▶ Data in this exercise

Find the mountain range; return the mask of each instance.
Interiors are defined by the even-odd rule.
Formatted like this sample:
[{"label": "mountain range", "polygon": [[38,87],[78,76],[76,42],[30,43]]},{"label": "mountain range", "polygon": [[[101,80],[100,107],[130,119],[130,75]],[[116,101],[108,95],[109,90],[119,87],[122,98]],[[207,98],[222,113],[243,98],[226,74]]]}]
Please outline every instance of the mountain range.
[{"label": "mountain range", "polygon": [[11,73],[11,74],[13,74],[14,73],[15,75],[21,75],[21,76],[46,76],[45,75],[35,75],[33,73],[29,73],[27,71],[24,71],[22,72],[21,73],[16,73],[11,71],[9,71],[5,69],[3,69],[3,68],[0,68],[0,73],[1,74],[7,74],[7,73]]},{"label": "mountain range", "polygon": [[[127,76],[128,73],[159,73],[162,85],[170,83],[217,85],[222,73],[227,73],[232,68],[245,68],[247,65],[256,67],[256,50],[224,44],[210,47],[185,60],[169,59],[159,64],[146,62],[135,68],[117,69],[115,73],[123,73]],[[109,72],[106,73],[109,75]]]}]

▶ What is expected
Reproduce the material above without altering a single character.

▶ Problem solution
Find the mountain range; return the mask of each instance.
Interiors are defined by the even-odd rule.
Formatted like this sample:
[{"label": "mountain range", "polygon": [[38,87],[78,76],[76,42],[30,43]]},{"label": "mountain range", "polygon": [[[101,80],[100,107],[130,119],[130,75]],[[116,101],[108,95],[109,90],[119,87],[122,98]],[[207,98],[222,113],[243,98],[226,74]]]}]
Please outline every instance of the mountain range.
[{"label": "mountain range", "polygon": [[11,73],[11,74],[13,74],[14,73],[15,75],[21,75],[21,76],[46,76],[45,75],[35,75],[33,73],[29,73],[27,71],[24,71],[22,72],[21,73],[16,73],[11,71],[9,71],[5,69],[3,69],[3,68],[0,68],[0,73],[1,74],[7,74],[7,73]]},{"label": "mountain range", "polygon": [[[127,76],[128,73],[159,73],[162,85],[170,83],[217,85],[222,73],[227,73],[232,68],[245,68],[247,65],[256,67],[256,50],[224,44],[210,47],[185,60],[169,59],[159,64],[146,62],[135,68],[117,69],[115,73],[123,73]],[[109,72],[106,73],[109,75]]]}]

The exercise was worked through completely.